start DATA SUPPLIED

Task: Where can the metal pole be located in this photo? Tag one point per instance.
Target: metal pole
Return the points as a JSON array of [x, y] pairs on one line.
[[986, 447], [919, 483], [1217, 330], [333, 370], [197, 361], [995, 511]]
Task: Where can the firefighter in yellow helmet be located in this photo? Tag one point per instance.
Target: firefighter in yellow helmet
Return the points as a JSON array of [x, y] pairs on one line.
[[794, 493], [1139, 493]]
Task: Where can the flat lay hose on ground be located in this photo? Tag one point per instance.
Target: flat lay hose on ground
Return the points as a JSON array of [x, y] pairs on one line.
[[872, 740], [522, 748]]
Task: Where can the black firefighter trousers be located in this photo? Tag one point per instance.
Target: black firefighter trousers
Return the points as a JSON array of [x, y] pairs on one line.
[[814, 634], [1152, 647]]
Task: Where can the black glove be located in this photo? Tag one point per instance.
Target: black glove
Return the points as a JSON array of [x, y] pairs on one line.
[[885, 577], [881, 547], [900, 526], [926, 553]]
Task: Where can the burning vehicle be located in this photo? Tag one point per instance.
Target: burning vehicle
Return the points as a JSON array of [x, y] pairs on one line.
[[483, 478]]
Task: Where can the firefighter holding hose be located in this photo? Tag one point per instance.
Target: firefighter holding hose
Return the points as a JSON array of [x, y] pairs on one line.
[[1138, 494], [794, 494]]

end DATA SUPPLIED

TASK TO COMPLETE — Reproduce all of the material above verbatim, line for line.

RESULT FOR THIS TASK —
Task: Where can the metal pole be located in this photo? Tag one point per instance.
Target: metal pole
Return the points as a JSON array of [x, y] pairs on one line.
[[986, 447], [919, 483], [1217, 330], [333, 370], [197, 361], [995, 511]]
Task: Where can the firefighter in yellow helmet be located in this photo? Tag one point per instance.
Target: firefighter in yellow helmet
Return the points as a JSON array of [x, y] pairs on one line.
[[794, 493], [1139, 493]]
Task: Where can the flat lay hose on ground be located in this photo? Tag one point per instance.
Target: flat lay hose on ground
Return the points as a JSON array of [x, y] pairs on one line.
[[872, 740], [522, 748]]
Task: Where can the black firefighter trousers be located in this photo? Tag one point per instance.
Target: black firefighter trousers
Return the points as a JSON array of [x, y] pairs on one line.
[[814, 634], [1152, 647]]
Task: Where can the black glove be located in this photo? Tag one point per instance.
Target: black glove
Return the points as a JSON array of [x, y] pairs on one line.
[[885, 577], [881, 547], [900, 526], [926, 553]]
Task: Where can the burning vehicle be located in this photo? Tag one point per instance.
Target: burning vehicle
Return the points as a JSON array of [x, y] pairs on one line.
[[483, 478]]
Task: Where can the firefighter holding hose be located in this photo? Tag one point per instance.
Target: firefighter holding hose
Return the points as a JSON array of [x, y] pairs on one line.
[[1138, 494], [794, 494]]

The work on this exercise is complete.